Tasks for this exercise:
a - Translate this sentence from the passage on adult vaccination into Spanish: "The RSV vaccine is recommended for adults ages 60 and older but knowledge of this vaccine is low."
b - Rewrite the stretch of the passage on adult vaccination from "Most adults ages" through "efficacy and safety.", changing "survey" to "poll".

Most adults ages 18 and older believe that getting vaccines is a good way to protect themselves — and others — from diseases, but uptake varies by age and vaccine type.

The survey revealed a lack of trust in vaccines and the information provided by health professionals. Many expressed a belief that vaccines are not needed and more than half (53%) are concerned about significant side-effects. Topping the reasons for not getting vaccinated are concerns about efficacy and safety.

Additionally, nearly half of adults who are recommended to receive the new respiratory syncytial virus (RSV) vaccine say they are unlikely to get it. The RSV vaccine is recommended for adults ages 60 and older but knowledge of this vaccine is low. Among those who haven’t already received the vaccine, 87% say they have not talked to a health care provider about it.

Reasons for vaccine hesitancy

There is a relationship between having had a disease, or the likelihood of getting ill, and vaccine decisions. Among the reasons for not getting various vaccines are never getting the flu, already having had COVID-19, and already having had RSV.

While the flu vaccines have been in common usage among older adults since 1960, the RSV vaccine was approved in May 2023, and the 2023 COVID-19 booster became available in September 2023.

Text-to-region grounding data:
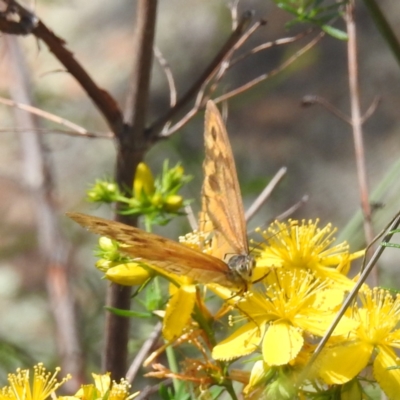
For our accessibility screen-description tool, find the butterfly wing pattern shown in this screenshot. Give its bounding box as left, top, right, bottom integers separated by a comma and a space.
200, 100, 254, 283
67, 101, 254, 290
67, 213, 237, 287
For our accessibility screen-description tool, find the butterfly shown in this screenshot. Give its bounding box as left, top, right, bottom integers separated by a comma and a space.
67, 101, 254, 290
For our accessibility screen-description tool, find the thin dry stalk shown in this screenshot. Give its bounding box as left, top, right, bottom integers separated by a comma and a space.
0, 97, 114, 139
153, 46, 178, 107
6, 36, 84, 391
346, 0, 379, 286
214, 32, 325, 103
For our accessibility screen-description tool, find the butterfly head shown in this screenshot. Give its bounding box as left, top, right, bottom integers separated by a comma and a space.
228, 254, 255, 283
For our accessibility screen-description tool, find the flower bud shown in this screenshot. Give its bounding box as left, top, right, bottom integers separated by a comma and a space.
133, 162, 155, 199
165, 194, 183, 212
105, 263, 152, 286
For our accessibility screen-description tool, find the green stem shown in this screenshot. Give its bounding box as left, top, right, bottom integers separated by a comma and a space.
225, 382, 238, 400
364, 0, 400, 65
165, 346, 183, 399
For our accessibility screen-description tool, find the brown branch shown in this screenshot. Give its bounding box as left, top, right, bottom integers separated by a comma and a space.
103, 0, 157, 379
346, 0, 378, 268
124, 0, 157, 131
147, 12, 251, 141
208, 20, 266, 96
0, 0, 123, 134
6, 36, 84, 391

Task-by-task outputs:
a - La vacuna contra el VRS se recomienda para adultos de 60 años o más, pero el conocimiento sobre esta vacuna es bajo.

b -
Most adults ages 18 and older believe that getting vaccines is a good way to protect themselves — and others — from diseases, but uptake varies by age and vaccine type.

The poll revealed a lack of trust in vaccines and the information provided by health professionals. Many expressed a belief that vaccines are not needed and more than half (53%) are concerned about significant side-effects. Topping the reasons for not getting vaccinated are concerns about efficacy and safety.